[Opening DATA TO EXAMINE section]

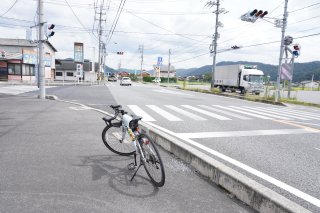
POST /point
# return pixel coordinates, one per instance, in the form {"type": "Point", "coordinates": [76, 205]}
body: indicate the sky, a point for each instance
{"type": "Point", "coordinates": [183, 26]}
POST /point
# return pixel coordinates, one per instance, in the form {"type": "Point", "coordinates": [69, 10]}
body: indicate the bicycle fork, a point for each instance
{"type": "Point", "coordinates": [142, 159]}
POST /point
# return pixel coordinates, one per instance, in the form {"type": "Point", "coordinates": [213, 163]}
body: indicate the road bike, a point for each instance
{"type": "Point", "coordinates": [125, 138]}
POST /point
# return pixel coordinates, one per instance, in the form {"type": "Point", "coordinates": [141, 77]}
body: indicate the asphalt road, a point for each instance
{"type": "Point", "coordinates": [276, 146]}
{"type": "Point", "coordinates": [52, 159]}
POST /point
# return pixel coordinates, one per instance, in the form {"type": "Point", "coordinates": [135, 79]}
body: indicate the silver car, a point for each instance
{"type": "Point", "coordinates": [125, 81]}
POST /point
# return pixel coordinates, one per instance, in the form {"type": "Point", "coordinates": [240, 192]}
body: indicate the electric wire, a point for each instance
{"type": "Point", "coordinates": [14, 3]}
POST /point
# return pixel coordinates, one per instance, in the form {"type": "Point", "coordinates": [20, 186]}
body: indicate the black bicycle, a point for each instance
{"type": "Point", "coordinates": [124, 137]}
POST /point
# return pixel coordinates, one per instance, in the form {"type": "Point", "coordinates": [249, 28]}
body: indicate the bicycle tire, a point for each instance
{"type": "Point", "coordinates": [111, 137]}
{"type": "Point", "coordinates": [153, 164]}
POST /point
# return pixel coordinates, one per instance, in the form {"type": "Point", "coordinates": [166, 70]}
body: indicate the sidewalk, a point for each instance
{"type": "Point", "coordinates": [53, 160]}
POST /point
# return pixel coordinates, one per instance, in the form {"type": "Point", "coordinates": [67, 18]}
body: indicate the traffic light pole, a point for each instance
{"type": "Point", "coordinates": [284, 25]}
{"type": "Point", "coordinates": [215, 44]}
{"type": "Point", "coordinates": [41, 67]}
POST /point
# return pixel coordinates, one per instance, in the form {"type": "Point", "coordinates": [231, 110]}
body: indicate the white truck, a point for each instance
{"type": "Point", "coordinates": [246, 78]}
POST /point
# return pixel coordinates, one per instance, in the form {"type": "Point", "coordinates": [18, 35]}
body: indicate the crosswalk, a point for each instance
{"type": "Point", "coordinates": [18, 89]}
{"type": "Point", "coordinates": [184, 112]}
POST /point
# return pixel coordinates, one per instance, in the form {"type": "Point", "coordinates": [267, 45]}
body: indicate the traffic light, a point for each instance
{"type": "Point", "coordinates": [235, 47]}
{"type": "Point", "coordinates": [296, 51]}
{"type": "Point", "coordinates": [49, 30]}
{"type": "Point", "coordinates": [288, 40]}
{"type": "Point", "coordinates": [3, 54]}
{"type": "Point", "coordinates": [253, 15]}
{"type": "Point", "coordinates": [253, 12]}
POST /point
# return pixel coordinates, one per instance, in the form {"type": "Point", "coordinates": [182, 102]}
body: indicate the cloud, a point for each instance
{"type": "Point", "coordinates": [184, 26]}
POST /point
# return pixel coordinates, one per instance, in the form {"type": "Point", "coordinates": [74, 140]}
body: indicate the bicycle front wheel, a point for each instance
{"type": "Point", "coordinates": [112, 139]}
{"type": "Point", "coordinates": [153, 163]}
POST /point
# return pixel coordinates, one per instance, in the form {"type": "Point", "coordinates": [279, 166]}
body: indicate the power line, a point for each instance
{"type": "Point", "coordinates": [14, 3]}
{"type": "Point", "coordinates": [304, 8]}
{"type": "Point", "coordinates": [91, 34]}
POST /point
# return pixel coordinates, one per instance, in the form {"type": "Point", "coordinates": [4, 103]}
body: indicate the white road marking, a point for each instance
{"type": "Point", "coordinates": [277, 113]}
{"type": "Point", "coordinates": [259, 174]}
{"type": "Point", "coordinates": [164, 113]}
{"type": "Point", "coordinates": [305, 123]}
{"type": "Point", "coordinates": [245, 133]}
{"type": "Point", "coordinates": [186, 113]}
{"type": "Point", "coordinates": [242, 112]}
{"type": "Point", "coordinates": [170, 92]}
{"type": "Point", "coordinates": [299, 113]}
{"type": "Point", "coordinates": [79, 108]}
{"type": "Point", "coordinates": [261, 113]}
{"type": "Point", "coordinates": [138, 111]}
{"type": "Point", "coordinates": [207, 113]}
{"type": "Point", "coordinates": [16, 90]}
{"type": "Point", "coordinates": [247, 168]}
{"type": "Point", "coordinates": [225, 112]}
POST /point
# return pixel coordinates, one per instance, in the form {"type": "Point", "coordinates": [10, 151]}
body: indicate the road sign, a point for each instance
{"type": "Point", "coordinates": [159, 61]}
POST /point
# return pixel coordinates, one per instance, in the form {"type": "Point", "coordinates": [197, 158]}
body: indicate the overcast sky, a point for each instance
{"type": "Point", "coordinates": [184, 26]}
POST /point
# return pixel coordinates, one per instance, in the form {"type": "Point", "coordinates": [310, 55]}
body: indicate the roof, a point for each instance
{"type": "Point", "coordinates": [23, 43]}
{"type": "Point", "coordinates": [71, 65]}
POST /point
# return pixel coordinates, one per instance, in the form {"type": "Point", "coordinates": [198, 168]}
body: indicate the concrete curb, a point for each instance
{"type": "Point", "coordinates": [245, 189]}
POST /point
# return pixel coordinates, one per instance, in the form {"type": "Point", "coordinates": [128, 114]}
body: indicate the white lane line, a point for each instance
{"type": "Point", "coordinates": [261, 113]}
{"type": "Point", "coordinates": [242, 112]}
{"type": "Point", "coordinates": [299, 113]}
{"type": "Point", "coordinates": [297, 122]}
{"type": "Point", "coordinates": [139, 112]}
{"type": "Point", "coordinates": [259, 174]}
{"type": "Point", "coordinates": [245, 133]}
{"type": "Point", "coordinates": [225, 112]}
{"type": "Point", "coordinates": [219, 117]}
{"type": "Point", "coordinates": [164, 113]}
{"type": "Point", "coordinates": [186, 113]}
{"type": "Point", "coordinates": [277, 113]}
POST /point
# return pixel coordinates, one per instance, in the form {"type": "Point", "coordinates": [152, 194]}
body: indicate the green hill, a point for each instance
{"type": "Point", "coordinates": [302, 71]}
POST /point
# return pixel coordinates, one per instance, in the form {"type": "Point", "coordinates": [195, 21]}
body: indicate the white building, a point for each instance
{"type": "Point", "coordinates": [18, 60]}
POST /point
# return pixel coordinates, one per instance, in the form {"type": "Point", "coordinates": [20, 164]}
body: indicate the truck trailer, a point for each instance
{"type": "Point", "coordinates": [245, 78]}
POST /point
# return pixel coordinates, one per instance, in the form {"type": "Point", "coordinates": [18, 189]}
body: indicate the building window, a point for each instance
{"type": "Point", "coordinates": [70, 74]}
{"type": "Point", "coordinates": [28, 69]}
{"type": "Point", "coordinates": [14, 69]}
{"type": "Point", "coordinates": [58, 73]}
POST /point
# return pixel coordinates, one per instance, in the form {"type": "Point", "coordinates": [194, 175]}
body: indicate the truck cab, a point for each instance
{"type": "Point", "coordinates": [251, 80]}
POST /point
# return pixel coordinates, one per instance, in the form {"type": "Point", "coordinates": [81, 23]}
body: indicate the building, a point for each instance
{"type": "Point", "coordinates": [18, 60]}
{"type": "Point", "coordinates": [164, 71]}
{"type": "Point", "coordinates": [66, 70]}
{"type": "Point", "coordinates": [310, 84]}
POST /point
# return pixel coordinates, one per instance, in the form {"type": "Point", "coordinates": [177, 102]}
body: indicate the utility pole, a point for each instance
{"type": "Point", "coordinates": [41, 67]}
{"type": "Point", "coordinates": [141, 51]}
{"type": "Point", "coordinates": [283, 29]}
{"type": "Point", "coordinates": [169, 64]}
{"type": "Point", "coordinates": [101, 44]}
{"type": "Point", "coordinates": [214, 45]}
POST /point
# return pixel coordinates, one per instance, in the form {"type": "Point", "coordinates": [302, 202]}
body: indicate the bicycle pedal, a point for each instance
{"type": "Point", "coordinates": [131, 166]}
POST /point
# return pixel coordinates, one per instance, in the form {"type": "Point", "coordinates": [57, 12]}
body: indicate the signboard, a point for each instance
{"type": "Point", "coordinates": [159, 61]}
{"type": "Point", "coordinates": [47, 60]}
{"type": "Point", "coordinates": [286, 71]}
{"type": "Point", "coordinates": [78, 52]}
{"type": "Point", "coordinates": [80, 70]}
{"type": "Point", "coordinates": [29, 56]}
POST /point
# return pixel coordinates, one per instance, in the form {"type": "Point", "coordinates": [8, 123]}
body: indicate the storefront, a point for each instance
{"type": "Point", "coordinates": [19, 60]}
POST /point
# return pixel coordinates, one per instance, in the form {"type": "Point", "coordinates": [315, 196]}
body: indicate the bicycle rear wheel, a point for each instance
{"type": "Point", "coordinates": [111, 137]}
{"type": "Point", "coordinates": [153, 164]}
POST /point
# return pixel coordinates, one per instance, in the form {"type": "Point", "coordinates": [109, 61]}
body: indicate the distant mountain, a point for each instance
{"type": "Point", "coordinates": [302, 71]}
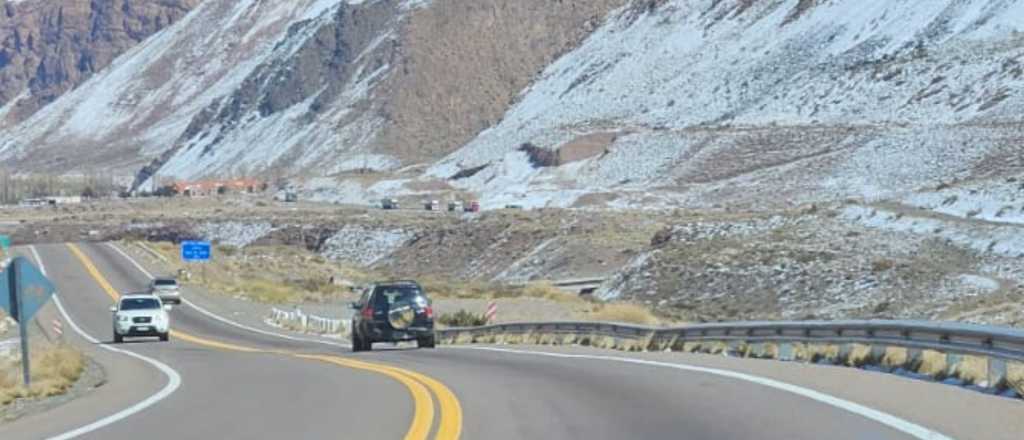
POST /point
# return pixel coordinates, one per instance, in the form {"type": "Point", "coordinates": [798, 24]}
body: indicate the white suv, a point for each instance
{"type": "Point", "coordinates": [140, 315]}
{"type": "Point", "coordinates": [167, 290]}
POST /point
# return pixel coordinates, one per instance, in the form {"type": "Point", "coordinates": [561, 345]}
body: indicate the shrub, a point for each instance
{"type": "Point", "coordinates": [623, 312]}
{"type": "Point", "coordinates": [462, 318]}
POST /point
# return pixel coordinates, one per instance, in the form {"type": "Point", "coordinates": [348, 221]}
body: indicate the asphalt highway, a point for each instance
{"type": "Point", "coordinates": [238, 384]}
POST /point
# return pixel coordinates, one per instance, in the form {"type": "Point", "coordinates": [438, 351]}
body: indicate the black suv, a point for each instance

[Closing DATA TO EXAMINE section]

YOUR TASK:
Exact copy, pictures excluded: print only the lines from the line containing "body: indicate the distant" through the end of the records.

REPLY TO THE TASK:
body: indicate the distant mountain, a point for each instance
{"type": "Point", "coordinates": [302, 71]}
POST /point
# return pixel coordinates, one per instance, in the form {"type": "Point", "coordinates": [798, 24]}
body: indicate the white suv, a point for each instance
{"type": "Point", "coordinates": [140, 315]}
{"type": "Point", "coordinates": [167, 290]}
POST /point
# return pixel coordinates, one per instance, in the form {"type": "Point", "coordinates": [561, 345]}
body: indicate the shrub, a point for each instance
{"type": "Point", "coordinates": [623, 312]}
{"type": "Point", "coordinates": [462, 318]}
POST /point
# return pixel coordinates, one per instance, in the form {"type": "Point", "coordinates": [348, 221]}
body: indicate the asphalt highway, a point for each instance
{"type": "Point", "coordinates": [238, 384]}
POST /point
# return pixel coordinates, one per instance, in the form {"type": "Point", "coordinates": [438, 351]}
body: indicate the black suv, a point for each instance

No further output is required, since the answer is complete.